> **Activity**: Write out the entries below exactly, from the first line to the one with "pixel 193 85", both ends included.

(Dataset excerpts)
··········

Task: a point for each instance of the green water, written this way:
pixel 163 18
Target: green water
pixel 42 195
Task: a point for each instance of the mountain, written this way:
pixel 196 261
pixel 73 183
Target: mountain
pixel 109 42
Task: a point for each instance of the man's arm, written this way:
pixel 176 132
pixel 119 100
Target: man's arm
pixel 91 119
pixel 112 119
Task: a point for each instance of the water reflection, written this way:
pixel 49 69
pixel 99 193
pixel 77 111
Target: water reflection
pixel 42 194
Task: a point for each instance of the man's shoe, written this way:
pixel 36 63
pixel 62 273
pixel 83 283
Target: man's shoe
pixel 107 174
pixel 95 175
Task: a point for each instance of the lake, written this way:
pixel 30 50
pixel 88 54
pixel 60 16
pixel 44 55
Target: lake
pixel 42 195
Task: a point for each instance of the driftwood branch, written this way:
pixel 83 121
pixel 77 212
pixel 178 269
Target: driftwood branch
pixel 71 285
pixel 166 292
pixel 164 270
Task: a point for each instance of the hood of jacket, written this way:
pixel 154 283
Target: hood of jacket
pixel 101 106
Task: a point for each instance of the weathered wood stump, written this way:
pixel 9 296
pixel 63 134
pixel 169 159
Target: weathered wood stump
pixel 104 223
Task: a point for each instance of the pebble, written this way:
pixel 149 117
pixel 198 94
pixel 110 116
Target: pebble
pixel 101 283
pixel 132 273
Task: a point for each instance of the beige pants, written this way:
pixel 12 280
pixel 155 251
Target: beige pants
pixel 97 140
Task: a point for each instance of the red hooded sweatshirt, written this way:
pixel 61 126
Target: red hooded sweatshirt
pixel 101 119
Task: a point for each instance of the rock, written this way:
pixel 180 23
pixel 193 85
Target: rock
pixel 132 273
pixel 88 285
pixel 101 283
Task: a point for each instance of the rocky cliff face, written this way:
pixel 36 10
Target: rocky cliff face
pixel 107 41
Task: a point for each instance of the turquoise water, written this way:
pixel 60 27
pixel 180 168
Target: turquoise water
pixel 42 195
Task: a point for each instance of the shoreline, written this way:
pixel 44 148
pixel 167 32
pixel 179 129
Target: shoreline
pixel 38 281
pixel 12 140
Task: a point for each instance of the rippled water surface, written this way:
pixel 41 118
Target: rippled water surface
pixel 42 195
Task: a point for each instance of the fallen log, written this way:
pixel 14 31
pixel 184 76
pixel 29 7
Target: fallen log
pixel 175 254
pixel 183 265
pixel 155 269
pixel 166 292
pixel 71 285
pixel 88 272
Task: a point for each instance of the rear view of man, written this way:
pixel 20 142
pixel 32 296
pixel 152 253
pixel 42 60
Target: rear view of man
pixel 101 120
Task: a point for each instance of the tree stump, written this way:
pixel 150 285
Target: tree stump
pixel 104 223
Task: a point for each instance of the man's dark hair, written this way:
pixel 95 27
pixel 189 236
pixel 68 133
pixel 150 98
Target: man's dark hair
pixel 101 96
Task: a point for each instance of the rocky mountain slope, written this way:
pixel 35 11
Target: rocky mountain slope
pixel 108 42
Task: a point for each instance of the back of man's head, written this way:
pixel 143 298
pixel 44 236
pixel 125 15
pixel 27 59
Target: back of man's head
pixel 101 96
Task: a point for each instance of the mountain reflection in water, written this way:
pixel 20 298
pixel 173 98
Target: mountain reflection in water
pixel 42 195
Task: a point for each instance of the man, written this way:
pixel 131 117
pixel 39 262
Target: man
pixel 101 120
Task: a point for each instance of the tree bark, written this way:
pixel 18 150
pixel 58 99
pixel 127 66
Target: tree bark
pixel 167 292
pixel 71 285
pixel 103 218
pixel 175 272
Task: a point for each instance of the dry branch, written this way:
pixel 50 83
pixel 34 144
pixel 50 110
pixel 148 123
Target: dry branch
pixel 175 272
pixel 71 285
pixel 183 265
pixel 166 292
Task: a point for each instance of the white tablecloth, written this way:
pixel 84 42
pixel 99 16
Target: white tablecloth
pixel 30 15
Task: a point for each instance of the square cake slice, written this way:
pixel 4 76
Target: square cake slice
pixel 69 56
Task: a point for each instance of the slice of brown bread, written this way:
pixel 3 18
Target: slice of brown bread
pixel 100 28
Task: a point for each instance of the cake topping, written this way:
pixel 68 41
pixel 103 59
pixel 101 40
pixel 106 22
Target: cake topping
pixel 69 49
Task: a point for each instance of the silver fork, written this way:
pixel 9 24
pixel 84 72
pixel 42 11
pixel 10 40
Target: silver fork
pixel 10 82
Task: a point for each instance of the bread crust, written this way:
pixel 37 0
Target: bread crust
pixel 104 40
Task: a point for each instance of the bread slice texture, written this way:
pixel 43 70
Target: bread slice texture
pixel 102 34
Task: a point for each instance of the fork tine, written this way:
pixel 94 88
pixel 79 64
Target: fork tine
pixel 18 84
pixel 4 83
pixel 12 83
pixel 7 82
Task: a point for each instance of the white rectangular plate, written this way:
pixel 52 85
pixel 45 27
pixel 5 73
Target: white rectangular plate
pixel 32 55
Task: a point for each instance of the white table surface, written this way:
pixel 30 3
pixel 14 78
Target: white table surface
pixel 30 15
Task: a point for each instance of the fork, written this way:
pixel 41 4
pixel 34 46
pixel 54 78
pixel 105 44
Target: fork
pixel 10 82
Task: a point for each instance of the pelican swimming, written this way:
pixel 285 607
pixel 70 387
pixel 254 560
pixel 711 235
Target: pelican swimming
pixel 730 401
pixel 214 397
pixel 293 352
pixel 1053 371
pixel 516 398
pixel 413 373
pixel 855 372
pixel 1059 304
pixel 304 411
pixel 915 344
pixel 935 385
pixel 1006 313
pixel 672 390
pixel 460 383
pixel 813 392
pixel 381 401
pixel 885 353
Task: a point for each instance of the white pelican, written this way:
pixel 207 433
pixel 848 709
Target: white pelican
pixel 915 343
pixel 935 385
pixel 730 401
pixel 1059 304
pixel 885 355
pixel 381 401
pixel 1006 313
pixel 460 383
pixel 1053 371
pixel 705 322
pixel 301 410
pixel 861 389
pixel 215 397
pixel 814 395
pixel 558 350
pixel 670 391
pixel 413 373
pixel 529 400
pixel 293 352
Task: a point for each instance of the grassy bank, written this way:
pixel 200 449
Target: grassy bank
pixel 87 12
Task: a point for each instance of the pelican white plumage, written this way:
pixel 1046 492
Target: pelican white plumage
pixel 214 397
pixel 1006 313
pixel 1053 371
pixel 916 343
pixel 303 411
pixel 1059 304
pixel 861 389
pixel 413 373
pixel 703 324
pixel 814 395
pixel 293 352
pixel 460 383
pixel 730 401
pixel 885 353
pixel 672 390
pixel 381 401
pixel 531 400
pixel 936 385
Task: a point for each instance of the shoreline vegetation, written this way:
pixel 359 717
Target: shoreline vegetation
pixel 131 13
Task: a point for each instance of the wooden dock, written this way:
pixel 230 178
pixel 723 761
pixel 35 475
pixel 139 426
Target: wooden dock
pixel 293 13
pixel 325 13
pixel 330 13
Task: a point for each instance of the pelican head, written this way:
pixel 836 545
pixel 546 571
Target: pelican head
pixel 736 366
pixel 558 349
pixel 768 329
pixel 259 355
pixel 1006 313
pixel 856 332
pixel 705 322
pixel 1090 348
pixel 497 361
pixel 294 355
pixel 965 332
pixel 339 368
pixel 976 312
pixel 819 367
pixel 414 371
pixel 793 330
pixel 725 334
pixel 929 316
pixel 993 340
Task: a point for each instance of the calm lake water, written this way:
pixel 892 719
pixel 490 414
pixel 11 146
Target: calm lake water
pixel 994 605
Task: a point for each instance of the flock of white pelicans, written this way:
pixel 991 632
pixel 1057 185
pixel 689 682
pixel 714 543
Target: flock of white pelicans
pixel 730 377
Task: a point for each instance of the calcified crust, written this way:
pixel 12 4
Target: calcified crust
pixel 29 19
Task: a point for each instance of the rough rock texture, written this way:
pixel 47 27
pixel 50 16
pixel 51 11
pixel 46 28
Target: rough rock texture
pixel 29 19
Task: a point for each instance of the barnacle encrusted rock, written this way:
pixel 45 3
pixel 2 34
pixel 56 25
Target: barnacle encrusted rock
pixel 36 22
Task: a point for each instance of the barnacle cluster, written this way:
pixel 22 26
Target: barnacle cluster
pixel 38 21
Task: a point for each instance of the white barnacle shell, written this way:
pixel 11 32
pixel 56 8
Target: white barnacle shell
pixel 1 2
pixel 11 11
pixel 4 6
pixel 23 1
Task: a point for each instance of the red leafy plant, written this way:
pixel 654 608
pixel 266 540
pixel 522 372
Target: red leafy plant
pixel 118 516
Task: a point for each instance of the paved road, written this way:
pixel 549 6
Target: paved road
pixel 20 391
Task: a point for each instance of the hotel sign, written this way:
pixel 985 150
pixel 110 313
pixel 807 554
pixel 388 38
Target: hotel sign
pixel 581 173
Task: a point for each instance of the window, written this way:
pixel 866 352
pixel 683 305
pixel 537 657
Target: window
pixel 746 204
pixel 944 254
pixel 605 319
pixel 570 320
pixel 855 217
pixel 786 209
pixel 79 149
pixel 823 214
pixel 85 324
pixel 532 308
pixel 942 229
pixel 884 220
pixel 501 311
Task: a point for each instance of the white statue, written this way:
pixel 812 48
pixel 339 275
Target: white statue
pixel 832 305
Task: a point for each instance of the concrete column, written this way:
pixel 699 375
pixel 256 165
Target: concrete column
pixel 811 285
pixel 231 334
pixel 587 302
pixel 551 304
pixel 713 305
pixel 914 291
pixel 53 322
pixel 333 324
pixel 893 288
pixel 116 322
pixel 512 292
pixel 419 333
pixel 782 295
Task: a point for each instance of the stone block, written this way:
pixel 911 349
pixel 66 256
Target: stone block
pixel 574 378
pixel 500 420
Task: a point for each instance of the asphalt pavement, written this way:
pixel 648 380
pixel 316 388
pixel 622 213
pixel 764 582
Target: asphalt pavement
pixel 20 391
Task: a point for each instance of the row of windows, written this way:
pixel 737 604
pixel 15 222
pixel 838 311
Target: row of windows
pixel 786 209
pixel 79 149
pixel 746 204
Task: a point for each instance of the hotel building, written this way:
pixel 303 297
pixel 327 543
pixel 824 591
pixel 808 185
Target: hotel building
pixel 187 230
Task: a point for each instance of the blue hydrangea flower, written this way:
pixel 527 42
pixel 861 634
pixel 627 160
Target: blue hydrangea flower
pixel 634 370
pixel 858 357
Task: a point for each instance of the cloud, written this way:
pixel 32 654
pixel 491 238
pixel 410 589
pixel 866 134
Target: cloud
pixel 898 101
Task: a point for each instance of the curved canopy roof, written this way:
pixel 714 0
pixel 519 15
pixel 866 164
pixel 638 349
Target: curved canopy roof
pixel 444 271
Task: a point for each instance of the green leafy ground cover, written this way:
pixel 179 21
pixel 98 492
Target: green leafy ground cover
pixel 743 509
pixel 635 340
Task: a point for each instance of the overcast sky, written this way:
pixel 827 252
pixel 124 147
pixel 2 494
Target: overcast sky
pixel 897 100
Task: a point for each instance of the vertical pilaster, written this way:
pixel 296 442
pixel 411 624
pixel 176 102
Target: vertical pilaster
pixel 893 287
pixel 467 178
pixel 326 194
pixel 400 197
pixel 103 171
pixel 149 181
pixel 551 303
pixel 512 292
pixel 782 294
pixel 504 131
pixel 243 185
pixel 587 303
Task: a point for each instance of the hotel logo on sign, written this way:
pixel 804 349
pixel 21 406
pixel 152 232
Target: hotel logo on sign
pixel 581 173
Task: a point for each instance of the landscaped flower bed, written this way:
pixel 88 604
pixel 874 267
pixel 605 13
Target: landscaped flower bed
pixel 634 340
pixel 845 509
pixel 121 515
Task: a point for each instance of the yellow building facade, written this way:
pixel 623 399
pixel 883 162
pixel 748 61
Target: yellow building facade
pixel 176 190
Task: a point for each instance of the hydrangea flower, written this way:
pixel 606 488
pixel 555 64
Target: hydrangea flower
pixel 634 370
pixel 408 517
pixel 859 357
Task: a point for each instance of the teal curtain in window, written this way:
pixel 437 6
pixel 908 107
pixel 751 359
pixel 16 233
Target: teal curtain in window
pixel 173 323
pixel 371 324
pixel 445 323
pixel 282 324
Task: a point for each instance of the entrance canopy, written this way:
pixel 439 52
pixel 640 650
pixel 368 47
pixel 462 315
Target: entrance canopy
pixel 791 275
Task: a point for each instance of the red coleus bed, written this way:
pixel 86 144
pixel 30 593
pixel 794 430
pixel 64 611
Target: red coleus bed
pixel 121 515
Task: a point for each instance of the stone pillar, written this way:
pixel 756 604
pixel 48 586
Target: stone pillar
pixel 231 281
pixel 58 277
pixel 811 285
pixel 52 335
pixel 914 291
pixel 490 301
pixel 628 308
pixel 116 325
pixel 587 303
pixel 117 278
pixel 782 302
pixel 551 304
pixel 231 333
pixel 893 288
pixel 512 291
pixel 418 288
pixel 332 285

··········

> **Completed exercise**:
Task: a point for each instance of the green water, written this way:
pixel 163 18
Target: green water
pixel 42 195
Task: a point for each instance of the mountain, written this way:
pixel 196 261
pixel 73 183
Target: mountain
pixel 109 42
Task: a point for each instance of the man's arm, written this way:
pixel 176 132
pixel 119 100
Target: man's arm
pixel 91 119
pixel 112 119
Task: a point for each instance of the water reflection, written this way:
pixel 49 69
pixel 99 193
pixel 77 111
Target: water reflection
pixel 42 194
Task: a point for each instance of the man's shoe, written this way:
pixel 36 63
pixel 62 273
pixel 83 283
Target: man's shoe
pixel 107 174
pixel 95 175
Task: a point for each instance of the lake, written this way:
pixel 30 50
pixel 88 54
pixel 60 16
pixel 44 55
Target: lake
pixel 42 195
Task: a point for each instance of the driftwood branch, written this way:
pixel 83 121
pixel 77 212
pixel 178 269
Target: driftwood branch
pixel 71 285
pixel 166 292
pixel 164 270
Task: a point for each instance of the hood of jacket, written this way:
pixel 154 283
Target: hood of jacket
pixel 101 106
Task: a point for each instance of the weathered wood stump, written this way:
pixel 9 296
pixel 63 134
pixel 169 159
Target: weathered wood stump
pixel 104 223
Task: a point for each instance of the pebble, written this way:
pixel 149 117
pixel 198 94
pixel 110 116
Target: pebble
pixel 101 283
pixel 132 273
Task: a point for each instance of the beige pants, written this way:
pixel 12 280
pixel 155 251
Target: beige pants
pixel 97 140
Task: a point for each instance of the red hooded sweatshirt, written this way:
pixel 61 126
Target: red hooded sweatshirt
pixel 101 119
Task: a point for each instance of the rock, written this way:
pixel 180 23
pixel 193 85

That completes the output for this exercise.